STATED PROBLEM: Convert the lines of the listing, from the one containing "Final review — confirm that every man" through the end of the listing, into a numbered list with blank lines left out.

(Raw listing)

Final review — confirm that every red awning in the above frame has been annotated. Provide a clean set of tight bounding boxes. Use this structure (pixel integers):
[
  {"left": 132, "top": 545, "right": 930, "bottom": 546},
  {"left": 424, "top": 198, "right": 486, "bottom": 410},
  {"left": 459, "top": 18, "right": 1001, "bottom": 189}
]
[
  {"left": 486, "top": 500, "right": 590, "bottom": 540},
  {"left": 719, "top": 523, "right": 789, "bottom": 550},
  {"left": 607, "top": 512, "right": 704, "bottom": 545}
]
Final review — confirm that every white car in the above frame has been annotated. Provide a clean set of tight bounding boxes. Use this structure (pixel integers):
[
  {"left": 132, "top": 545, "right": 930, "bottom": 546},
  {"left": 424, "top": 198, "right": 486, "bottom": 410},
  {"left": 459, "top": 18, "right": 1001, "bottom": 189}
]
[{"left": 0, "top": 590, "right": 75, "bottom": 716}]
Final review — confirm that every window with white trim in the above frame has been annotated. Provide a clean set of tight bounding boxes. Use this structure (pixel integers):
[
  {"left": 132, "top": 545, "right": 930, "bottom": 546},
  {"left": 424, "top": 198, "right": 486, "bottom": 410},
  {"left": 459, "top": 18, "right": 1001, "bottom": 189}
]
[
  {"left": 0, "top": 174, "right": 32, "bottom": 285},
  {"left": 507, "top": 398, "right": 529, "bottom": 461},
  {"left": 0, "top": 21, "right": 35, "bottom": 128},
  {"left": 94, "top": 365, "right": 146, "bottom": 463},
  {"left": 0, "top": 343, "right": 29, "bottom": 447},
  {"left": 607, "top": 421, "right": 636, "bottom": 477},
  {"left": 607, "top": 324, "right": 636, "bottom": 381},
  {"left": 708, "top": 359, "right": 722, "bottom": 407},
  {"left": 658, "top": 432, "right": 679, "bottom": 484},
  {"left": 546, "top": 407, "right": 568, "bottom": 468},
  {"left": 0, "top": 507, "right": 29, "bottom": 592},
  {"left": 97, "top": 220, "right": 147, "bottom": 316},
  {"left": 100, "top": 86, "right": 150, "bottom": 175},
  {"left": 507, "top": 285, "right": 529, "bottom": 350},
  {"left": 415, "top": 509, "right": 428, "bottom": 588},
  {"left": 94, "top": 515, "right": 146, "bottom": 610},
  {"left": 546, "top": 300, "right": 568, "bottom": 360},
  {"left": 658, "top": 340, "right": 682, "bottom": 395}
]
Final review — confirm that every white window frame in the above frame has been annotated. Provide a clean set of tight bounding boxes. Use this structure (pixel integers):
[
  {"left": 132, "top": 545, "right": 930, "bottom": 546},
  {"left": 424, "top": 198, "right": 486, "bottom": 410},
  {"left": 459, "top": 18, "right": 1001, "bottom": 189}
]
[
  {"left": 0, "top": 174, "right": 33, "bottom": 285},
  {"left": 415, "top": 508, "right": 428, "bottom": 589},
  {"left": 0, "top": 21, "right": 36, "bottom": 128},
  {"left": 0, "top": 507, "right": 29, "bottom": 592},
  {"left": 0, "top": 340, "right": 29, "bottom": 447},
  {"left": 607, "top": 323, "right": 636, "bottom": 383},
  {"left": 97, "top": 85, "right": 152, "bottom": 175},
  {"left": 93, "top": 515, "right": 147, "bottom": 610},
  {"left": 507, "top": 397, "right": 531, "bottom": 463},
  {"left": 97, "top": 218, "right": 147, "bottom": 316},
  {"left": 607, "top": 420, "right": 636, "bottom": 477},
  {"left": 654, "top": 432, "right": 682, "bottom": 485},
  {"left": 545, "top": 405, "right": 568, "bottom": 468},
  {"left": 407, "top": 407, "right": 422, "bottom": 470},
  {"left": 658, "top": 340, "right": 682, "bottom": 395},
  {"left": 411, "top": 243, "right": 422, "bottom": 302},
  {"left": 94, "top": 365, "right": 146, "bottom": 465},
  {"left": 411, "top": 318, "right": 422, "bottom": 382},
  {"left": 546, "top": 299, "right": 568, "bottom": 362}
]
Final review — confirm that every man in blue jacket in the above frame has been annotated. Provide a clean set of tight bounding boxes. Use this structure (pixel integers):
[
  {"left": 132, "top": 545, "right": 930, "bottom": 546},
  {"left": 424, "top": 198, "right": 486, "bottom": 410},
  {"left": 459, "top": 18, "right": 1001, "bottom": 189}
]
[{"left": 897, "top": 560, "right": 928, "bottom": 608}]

RESULT FOR THIS TASK:
1. Final review — confirm that every man in blue jacket in the above frame has been annotated. Provide a clean set of tight bounding boxes. Use this structure (pixel integers):
2. [
3.   {"left": 132, "top": 545, "right": 930, "bottom": 546},
4.   {"left": 424, "top": 198, "right": 486, "bottom": 410},
5.   {"left": 459, "top": 18, "right": 1001, "bottom": 189}
6. ]
7. [{"left": 897, "top": 560, "right": 928, "bottom": 608}]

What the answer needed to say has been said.